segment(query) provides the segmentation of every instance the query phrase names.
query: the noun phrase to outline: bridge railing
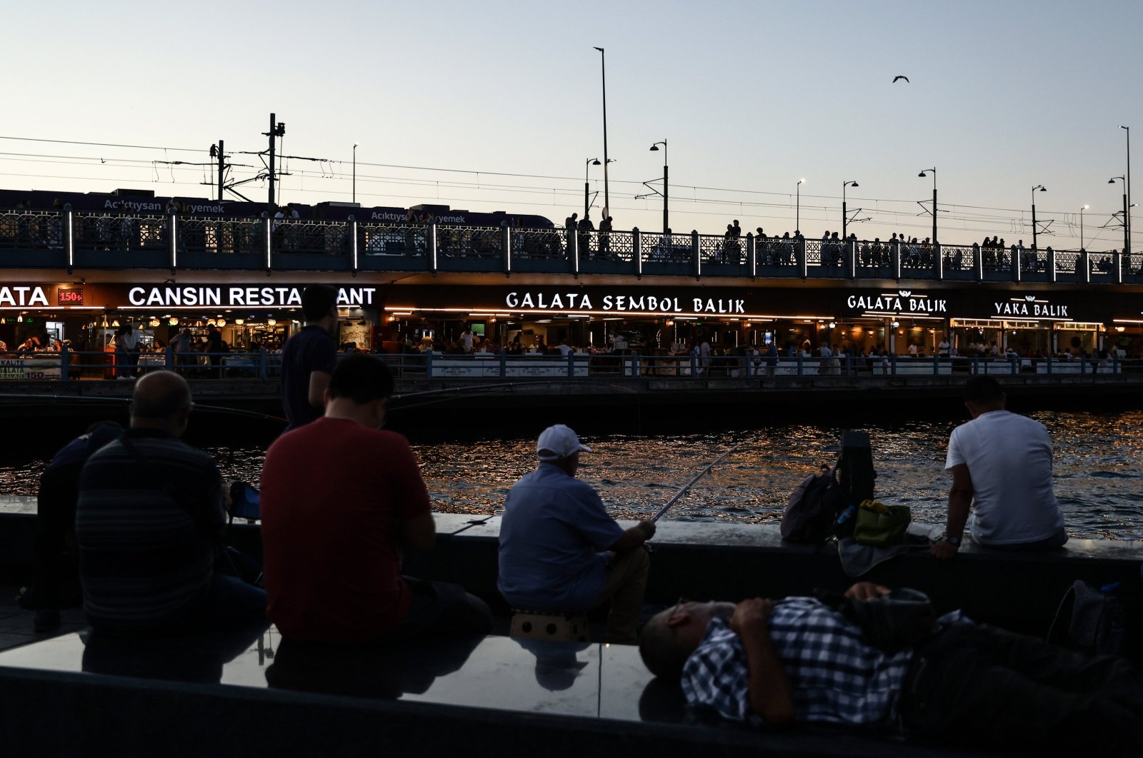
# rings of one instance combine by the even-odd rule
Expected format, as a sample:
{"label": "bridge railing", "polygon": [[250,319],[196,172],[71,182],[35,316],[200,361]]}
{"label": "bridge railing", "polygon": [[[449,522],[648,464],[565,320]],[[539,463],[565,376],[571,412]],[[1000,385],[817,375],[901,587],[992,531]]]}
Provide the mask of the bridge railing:
{"label": "bridge railing", "polygon": [[[507,247],[505,249],[505,242]],[[274,256],[266,256],[266,245]],[[43,250],[55,251],[42,255]],[[678,274],[678,266],[694,264],[697,274],[717,276],[801,276],[837,279],[958,281],[1066,281],[1143,283],[1143,253],[1117,251],[982,249],[980,245],[924,242],[822,241],[802,239],[726,237],[714,234],[504,226],[381,224],[290,218],[218,218],[64,210],[0,211],[0,267],[74,266],[139,268],[229,268],[385,271],[511,271],[512,261],[563,261],[552,273],[573,271],[573,250],[581,261],[605,260],[600,273]],[[804,250],[805,258],[800,257]],[[37,255],[39,251],[39,255]],[[637,256],[638,251],[638,256]],[[697,261],[696,261],[697,251]],[[749,253],[753,251],[753,260]],[[109,257],[107,252],[117,253]],[[159,253],[130,256],[119,253]],[[182,253],[193,253],[179,258]],[[256,260],[235,256],[229,264],[213,264],[203,256],[257,253]],[[279,253],[283,258],[275,258]],[[296,257],[290,253],[298,253]],[[328,257],[328,264],[314,256]],[[397,258],[397,257],[399,258]],[[940,260],[937,257],[940,256]],[[352,263],[346,263],[352,259]],[[277,263],[275,263],[277,260]],[[1017,263],[1018,261],[1018,266]],[[399,265],[398,265],[399,264]],[[802,265],[804,264],[804,267]],[[549,268],[544,268],[549,271]],[[538,269],[536,269],[538,271]],[[590,269],[589,269],[590,271]]]}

=-=-=-=-=

[Job] Reproduce the lines above verbatim, omitting the picture from your answer.

[Response below]
segment(query) provides the segmentation of every instance the query phrase names.
query: the noun phrase to outline: bridge railing
# rings of one instance combine by the even-odd rule
Expected format, as a sample:
{"label": "bridge railing", "polygon": [[250,319],[196,172],[71,182],[35,316],[200,361]]}
{"label": "bridge railing", "polygon": [[[449,522],[648,464],[565,320]],[[539,463],[565,376],[571,412]],[[1000,385],[817,375],[901,587],[992,531]]]}
Provide the mask of the bridge railing:
{"label": "bridge railing", "polygon": [[[507,247],[505,249],[505,242]],[[274,256],[266,256],[266,245]],[[43,250],[55,251],[42,255]],[[678,274],[678,266],[694,264],[697,274],[717,276],[801,276],[837,279],[958,281],[1066,281],[1143,283],[1143,253],[1117,251],[982,249],[980,245],[924,242],[822,241],[802,239],[726,237],[714,234],[504,226],[381,224],[290,218],[218,218],[64,210],[0,211],[0,267],[74,266],[139,268],[229,268],[385,271],[511,271],[512,261],[563,261],[552,273],[573,271],[573,250],[581,261],[605,260],[600,273]],[[804,250],[805,258],[800,257]],[[37,255],[39,251],[39,255]],[[637,256],[638,251],[638,256]],[[697,261],[696,261],[697,251]],[[749,253],[753,251],[753,260]],[[109,257],[107,252],[117,253]],[[159,253],[130,256],[119,253]],[[182,253],[193,253],[179,258]],[[256,260],[235,256],[229,264],[213,264],[203,256],[257,253]],[[279,253],[283,258],[275,258]],[[296,257],[290,253],[298,253]],[[328,257],[328,264],[314,256]],[[397,258],[397,257],[399,258]],[[940,260],[937,257],[940,256]],[[352,263],[346,263],[352,259]],[[277,263],[275,263],[277,260]],[[1017,263],[1018,261],[1018,266]],[[399,265],[398,265],[399,264]],[[802,265],[804,264],[804,267]],[[549,268],[544,268],[549,271]],[[538,269],[536,269],[538,271]],[[590,269],[589,269],[590,271]]]}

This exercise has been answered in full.